**PROBLEM 1**
Render the records from the line containing "Extract grassy hillside from this picture." down through the line containing "0;186;159;306" as a Markdown table with the columns Row and Record line, leaving out blank lines.

**TEXT EXCERPT**
- - - - -

There are three books that have shaped my teaching more than any other: Reading with Meaning by Debbie Miller, Teaching with Intention by Debbie Miller, and Conferring: The Keystone of Reader's Workshop by Patrick Allen.
In Patrick's book (I'm pretending we're on a first name basis), he recounts a conversation from years ago that he had with a friend and colleague. They were out for coffee, chatting about former students and retired teaching friends when rather out of the blue, Patrick's friend asked him: "What are your guiding principals? What are you willing to fight for?"
Ugh.
I can only imagine these questions begin thrown out by a wide-eyed, inspirational administrator to kick off the first staff meeting of the year. There's a brand new group of kiddos ready to trample the doors in less than 24 hours. Welcome letters need copying, desks need name tags, and hallway displays already need more tape. Teachers' minds are swirling with to-dos, and we are being asked to consider our guiding principles.
Double ugh.
These really are the kind of questions that make the teacher in me cringe. Not because they aren't important questions, but because I should have a really good answer, and up until a few years ago, I didn't.
My guiding principals were whatever my mentor teacher told me to do, and I was fighting for survival, fighting to get out of my school by 5:00 at night, and fighting to stay one day ahead on lesson planning. And let's be honest, I was totally losing those fights.
I was comforted my Patrick's response.
"I don't know."
He, too, was taken off guard, claiming the casual conversation between colleagues was feeling more like a job interview. He ended up rattling off some answer about every child being a learner, thinking strategy instruction, building community, blah, blah, blah. His colleague called him out on such a ridiculous, fluffy answer and told him to really think about these questions.
It was to my great advantage that I was reading this book during the summer. And not just any summer - a summer before I had children. Can you say "time on my hands?" To my credit, I used this time wisely and really thought about how I'd answer these questions.
By the end of that summer, I'd typed out my answers, and they've been in the front of my lesson planning book for the past six years.
What are my guiding principles?
There are a million ways to run a classroom, many of which are effective, but what beliefs would determine each decision I make? I wrote out eight beliefs, but number three seems most applicable to my current musing.
Children learn best when I am engaged and genuinely enthusiastic.
What am I willing to fight for?
What do I believe to be so important to the education of my students that if someone told me "Uh uh, Mrs. Becker, no more of that," I would be passionate enough and knowledgeable enough to fight for?
Fun. I would fight for fun.

- - - - -

**INPUT FOR THIS TASK**
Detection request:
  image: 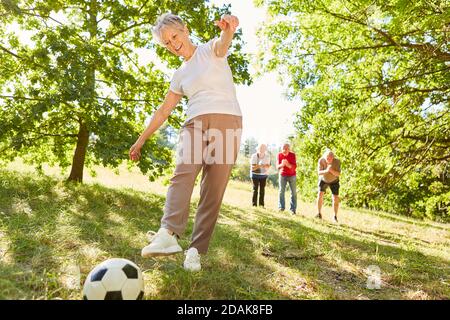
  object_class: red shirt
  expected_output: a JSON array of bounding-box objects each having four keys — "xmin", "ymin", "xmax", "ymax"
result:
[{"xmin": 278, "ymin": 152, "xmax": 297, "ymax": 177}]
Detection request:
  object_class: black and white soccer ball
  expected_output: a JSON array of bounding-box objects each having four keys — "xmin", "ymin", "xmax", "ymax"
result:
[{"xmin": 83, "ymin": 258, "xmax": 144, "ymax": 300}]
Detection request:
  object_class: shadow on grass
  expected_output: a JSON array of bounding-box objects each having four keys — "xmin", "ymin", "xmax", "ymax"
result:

- - - - -

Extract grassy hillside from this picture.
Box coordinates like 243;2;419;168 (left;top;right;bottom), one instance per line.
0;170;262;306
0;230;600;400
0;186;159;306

- - - - -

**PROBLEM 2**
Continue the piece about a teacher's guiding principles from its last sentence.

**REPLY 1**
| Row | Record line |
|---|---|
| 1 | Extract grassy hillside from this picture. |
| 2 | Box coordinates like 243;2;419;168 (left;top;right;bottom), one instance per line. |
| 3 | 0;170;262;306 |
| 4 | 0;230;600;400 |
| 5 | 0;186;159;306 |

**REPLY 2**
A few weeks ago, a teacher popped into my office after school. State testing season is just around the corner, and the stress of it is bringing out the crazies in us all. We got talking about numbers and percentages and who passed last year and who didn't pass and by how many points and bubble kids and rubrics and constructive responses and testing tips and tricks and pretty soon we just had to laugh at how ridiculous we sounded.
"Are you having fun teaching?" I asked her.
"I always have fun teaching," she said.
"What about your kids? Are they having fun at school?"
"Yes and no. I've worked hard to create an environment that allows for fun, but they dread the repetition and the demand. They know we are all pushing for a better score."
I hated that she was right.
"We're really gonna have to fight for fun around here, ya know? But I think it's possible."
Since that conversation, I keep thinking about that phrase - fight for fun. The fun isn't going to just happen; we will have to battle through standards, assessments, teacher evaluations, assessments, data charts, and yes, another round of assessments to find it. But hidden at the bottom of that pile is the thrill of learning and the joy of teaching that drove every educator into their classroom.
We've started to convince ourselves there isn't time for fun. We aren't allowed to have fun because fun isn't rigorous enough. Good grief.
At the beginning of this month, I became a "traveling instructional coach," working now in three elementary schools instead of just one which has given me a great opportunity to be in even more outstanding classrooms. Every moment in a classroom is a confirmation to me that teaching is hard. Education is an exhausting place to be right now, and the government isn't doing anything to make it easier. But I still believe that fun is possible. I believe it because I see it. I see classrooms dancing, singing, and laughing. I've seen art projects, paint, and even glitter. I have seen science be an icky, sticky, mess and social studies involve costumes. I've listened to teachers read books in such a magical way that a carpet full of seven-year-olds break out into applause. And it is no surprise to me that in those classrooms, the ones where teachers are fighting for fun, all those assessment and testing scores just kinda fall into place.
I will now dismount my soapbox.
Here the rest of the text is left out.